WHAT NEEDS TO BE DONE. Word for word, copy all the data and drop the pictures.

(Stored items)
»»
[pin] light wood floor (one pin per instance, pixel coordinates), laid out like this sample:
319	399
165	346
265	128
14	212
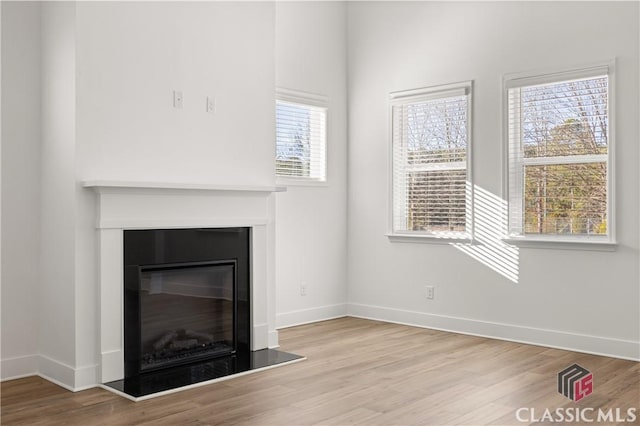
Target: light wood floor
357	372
««
ANSWER FOR THE TASK.
[pin] light wood floor (one pin per instance, pixel coordinates), laid out like this sample:
319	399
165	346
265	128
14	212
Target: light wood floor
357	372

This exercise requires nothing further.